# Literature references for the evident 'arc'-version of 'paths in a space compose'.

Questions. Let 'arc in a topological space'$:=$'map $[0,1]\rightarrow X$ which is a homeomorphism onto its image'.

1. What do you consider usual citable references for the following statement?

Let $X$ be a Hausdorff space. Let $x_0,x_1,x_2\in X$ be mutually distinct. For both $i\in 2$ let $[0,1]\xrightarrow[]{A_i}X$ be an arc with $A_i(0)=x_i$ and $A_i(1)=x_{i+1}$. Then there exists an arc $[0,1]\xrightarrow[]{A_2}X$ with $A_2(0)=x_0$ and $A_2(1)=x_2$.

1. What is the weakest separation axiom (known to you) on $X$ other the above-mentioned $\textsf{T}_2$ that makes the above conclusion true, and what are references for/discussions of the significance of, such more general 'arc-composition-theorem'?

Remarks.

• Without mutual distinctness of the points, $x_0=x_2=0\in\mathbb{R}$, $x_1=1$, $X=\mathbb{R}$ and $A_1$ and $A_2$ e.g. the linearly-parametrized arcs, is a counterexample.
• Motivation for this question is working on problems about infinite planar (di)graphs.
• related
• related
• That statement is not always true. For a counterexample, take $X=\mathbb{R}$, $x_0=x_2=0$, $x_1=1$ (wasn't sure what $i \in 2$ means, so I replaced it in my mind with $i \in \{0,1\}$). – Lee Mosher Aug 22 '17 at 15:01
• @LeeMosher: you are right. Thanks for that. Hopefully you agree that the statement is 'morally right'. The problem that you kindly point out is that with my careless definition there is no 'identity arc'. For this strong reason alone, 'arcs' in the usual sense do not form a category. One might speculate that this is why while there is a very standard tool called 'path category', there is no noticeable notion of 'arc category'. I will simply patch the question by requiring the points to be distinct. – Peter Heinig Aug 22 '17 at 15:20

## 1 Answer

I'm afraid I don't know of any references, but I hope the following discussion may nevertheless be helpful to you.

*Task list*:
A) According to the thread on composing arcs in a topological space, what problems motivated the question?
B) Carry on the thread about composing arcs in a topological space, starting right after its final sentence.

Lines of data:
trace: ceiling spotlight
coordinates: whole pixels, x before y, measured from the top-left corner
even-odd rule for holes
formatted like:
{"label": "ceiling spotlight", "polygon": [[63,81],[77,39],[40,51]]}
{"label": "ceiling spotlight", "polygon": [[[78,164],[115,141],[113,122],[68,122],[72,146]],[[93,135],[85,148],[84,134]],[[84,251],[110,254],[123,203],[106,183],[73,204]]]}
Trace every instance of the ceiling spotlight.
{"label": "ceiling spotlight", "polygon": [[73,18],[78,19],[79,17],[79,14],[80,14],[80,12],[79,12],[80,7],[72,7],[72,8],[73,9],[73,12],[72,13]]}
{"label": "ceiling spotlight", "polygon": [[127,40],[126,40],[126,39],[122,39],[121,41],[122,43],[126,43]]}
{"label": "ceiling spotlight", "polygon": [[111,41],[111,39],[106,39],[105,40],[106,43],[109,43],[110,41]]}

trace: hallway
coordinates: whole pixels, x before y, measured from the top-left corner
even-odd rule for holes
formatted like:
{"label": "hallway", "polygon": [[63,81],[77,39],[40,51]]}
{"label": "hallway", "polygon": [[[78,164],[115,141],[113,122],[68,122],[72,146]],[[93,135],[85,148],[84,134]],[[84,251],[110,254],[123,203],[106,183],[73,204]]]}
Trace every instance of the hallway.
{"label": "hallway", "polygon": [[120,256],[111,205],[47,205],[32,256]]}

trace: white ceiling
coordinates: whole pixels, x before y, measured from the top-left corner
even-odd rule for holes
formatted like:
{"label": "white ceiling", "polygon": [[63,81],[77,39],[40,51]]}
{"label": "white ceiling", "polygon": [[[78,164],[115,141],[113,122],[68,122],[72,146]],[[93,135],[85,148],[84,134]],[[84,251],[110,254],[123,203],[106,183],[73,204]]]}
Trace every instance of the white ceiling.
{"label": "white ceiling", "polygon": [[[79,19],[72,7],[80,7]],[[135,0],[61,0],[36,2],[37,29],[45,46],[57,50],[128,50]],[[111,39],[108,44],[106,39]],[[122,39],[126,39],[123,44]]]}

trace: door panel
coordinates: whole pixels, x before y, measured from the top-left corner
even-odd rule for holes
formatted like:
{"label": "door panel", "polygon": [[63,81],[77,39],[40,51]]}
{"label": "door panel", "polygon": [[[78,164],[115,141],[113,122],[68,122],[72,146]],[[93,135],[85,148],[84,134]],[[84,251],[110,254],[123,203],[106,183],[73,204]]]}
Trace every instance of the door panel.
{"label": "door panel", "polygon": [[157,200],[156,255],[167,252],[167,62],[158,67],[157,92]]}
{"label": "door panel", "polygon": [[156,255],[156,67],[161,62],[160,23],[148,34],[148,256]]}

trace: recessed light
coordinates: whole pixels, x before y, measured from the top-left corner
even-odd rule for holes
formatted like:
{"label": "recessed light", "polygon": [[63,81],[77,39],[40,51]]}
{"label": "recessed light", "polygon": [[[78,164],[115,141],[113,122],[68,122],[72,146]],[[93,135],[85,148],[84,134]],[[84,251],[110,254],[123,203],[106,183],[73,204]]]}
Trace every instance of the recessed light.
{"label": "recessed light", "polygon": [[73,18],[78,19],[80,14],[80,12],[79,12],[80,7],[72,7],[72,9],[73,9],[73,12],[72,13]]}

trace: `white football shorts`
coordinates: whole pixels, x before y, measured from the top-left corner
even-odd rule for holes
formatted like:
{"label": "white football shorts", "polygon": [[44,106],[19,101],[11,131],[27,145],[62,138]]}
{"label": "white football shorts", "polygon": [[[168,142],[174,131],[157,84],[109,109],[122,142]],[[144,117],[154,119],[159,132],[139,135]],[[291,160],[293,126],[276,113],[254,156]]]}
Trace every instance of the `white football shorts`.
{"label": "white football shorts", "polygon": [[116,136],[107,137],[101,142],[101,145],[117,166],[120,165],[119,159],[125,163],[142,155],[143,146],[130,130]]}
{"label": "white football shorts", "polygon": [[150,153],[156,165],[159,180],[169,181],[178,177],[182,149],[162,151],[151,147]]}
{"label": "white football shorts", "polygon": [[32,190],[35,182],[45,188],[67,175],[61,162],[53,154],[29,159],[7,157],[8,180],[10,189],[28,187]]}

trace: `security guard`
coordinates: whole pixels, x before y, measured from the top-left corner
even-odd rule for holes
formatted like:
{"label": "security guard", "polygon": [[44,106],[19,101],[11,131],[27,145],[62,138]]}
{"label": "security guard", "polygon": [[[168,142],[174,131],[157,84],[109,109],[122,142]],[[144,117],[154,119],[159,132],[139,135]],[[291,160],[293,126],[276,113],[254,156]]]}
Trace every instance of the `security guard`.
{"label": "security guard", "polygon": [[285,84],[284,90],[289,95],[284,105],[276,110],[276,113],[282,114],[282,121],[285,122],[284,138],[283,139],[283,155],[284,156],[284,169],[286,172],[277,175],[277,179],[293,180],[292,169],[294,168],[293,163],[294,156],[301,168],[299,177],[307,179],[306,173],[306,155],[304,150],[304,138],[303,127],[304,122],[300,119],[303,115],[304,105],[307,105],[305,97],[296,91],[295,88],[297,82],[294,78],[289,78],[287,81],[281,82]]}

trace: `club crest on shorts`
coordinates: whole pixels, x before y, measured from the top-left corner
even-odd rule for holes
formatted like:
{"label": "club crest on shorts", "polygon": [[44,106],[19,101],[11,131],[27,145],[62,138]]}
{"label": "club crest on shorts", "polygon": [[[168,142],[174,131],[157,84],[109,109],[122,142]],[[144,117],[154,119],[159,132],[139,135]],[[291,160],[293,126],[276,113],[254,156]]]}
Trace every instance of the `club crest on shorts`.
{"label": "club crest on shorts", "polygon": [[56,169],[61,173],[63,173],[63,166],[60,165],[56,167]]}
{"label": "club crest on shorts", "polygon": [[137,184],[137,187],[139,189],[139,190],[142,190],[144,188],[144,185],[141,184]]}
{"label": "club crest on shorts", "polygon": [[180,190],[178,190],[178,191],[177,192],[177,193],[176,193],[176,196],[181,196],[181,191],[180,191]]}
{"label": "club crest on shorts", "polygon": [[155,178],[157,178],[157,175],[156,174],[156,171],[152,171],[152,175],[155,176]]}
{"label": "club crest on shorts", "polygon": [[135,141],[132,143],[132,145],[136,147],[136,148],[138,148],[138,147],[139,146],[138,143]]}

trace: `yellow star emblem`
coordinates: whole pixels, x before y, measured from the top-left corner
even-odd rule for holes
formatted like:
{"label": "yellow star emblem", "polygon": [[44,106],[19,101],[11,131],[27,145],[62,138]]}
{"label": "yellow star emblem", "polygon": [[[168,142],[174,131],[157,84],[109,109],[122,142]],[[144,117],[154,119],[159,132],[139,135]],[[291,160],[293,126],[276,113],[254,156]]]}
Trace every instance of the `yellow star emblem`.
--
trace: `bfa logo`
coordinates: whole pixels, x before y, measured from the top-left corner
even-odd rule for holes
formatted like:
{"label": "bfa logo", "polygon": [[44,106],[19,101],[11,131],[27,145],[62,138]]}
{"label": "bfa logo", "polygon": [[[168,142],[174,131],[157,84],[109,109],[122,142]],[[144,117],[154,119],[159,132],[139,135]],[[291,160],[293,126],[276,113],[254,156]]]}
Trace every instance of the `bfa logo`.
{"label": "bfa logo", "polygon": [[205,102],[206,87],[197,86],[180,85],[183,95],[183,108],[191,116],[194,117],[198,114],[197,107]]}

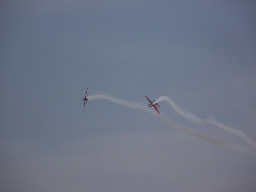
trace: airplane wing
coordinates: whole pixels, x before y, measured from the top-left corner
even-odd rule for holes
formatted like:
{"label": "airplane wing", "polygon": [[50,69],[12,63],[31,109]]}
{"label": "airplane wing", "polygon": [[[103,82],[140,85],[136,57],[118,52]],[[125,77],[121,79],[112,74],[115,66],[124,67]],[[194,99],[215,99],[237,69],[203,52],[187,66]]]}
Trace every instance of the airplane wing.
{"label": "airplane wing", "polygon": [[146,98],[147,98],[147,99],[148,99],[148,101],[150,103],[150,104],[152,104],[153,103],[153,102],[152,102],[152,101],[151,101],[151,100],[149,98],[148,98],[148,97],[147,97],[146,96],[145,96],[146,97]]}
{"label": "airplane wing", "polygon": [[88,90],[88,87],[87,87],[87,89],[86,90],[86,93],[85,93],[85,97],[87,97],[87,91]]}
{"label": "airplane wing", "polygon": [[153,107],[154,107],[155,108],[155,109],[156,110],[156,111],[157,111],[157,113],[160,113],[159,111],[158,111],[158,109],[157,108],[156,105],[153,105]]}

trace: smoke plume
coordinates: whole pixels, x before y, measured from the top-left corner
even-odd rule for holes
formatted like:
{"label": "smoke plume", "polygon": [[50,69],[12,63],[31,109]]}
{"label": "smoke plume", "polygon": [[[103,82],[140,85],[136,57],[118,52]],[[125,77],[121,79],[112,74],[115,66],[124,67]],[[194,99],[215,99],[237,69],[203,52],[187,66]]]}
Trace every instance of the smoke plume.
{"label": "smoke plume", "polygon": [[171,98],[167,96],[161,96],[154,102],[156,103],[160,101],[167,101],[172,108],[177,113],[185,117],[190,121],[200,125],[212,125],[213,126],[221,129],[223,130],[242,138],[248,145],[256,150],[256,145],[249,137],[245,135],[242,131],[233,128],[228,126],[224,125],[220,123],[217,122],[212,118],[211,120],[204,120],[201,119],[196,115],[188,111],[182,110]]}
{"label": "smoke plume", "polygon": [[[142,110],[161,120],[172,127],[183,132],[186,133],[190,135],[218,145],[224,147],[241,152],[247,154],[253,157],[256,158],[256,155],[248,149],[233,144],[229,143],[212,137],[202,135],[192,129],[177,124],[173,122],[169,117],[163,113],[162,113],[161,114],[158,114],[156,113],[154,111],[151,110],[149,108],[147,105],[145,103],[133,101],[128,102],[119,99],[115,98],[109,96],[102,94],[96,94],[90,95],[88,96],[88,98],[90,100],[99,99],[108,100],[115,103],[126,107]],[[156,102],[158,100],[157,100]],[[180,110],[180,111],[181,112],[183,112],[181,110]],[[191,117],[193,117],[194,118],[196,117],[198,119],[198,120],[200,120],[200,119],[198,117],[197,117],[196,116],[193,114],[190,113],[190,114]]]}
==
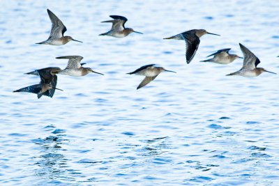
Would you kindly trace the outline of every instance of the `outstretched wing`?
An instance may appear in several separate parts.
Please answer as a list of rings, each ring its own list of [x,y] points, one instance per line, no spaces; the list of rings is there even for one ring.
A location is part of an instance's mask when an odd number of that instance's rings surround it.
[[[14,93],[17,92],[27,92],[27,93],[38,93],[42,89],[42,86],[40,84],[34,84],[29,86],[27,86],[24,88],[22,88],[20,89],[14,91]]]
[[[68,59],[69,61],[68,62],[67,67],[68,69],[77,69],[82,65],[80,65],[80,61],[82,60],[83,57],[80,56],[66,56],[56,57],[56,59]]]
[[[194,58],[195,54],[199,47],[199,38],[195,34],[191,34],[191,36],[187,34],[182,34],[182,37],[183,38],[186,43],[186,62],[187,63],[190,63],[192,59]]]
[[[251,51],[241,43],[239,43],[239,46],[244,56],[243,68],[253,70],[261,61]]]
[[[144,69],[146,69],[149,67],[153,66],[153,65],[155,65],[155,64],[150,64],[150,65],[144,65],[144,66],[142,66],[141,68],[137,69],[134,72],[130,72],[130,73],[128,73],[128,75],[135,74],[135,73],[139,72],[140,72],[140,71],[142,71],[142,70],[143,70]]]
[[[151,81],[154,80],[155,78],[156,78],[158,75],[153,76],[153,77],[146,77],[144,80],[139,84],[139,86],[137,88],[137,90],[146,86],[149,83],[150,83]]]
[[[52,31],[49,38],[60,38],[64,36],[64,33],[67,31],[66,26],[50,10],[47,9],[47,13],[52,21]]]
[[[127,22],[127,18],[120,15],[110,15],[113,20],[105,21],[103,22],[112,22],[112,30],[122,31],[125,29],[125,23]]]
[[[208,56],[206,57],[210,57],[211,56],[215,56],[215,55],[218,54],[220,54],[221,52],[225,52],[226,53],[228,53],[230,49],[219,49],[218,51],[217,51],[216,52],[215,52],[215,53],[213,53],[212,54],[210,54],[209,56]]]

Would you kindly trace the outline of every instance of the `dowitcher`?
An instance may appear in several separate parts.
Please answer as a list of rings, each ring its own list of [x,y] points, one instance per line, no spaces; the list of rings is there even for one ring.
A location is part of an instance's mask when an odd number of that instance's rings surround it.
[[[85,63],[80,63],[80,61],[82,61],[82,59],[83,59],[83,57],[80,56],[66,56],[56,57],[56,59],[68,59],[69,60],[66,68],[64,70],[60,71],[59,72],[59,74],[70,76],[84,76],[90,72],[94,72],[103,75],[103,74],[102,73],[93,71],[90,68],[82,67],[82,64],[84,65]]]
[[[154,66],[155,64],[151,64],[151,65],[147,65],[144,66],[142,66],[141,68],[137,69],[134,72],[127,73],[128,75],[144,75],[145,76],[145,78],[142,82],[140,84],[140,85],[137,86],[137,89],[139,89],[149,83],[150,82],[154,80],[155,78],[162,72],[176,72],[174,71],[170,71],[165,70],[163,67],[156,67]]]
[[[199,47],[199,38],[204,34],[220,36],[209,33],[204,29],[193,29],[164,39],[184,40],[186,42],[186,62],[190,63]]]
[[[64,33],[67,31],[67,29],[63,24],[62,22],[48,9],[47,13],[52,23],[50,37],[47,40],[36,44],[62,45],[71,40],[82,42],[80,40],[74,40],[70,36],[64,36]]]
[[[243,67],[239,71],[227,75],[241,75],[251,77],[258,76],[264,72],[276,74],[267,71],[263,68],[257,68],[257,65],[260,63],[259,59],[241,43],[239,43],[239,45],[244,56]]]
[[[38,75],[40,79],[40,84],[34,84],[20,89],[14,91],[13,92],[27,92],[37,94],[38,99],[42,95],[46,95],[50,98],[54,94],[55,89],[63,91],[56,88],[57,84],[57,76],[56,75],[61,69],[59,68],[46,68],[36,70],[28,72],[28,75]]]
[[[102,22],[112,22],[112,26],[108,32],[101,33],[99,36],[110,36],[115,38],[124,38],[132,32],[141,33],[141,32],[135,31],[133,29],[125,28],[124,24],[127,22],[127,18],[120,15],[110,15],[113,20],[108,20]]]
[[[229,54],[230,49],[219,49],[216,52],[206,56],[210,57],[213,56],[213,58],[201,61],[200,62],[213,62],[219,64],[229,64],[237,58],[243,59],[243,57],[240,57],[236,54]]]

*Exercise responses*:
A) Problems about infinite planar (di)graphs.

B)
First, there is a very simple proof of this fact, so simple that I wouldn't be surprised if there is no standard reference. You just truncate $A_0$ at the first point where it crosses $A_1$, and then concatenate the path $A_0$ up to that point with the remainder of $A_1$. In detail: consider the set $$C=\{(s,t)\in [0,1]\times[0,1]:A_0(s)=A_1(t)\}.$$ Since $X$ is Hausdorff, $C$ is closed (it is the inverse image of the diagonal in $X\times X$ under the map $(A_0,A_1)$). Thus $C$ is compact, and so its projection $$D=\{s\in[0,1]:A_0(s)=A_1(t)\text{ for some }t\in [0,1]\}$$ is also compact (and nonempty since $A_0(1)=A_1(0)$). Let $s$ be the least element of $D$, and let $t\in [0,1]$ be such that $A_0(s)=A_1(t)$. Now simply define $A_2$ to be the concatenation of the paths $A_0|_{[0,s]}$ and $A_1|_{[t,1]}$. This path $A_2$ will be injective by minimality of $s$, and is thus an arc since any continuous injection from a compact space to a Hausdorff space is an embedding. Since $x_0\neq x_2$, we have either $s>0$ or $t<1$, so the domain of the concatenation really is a nondegenerate interval and not just a single point.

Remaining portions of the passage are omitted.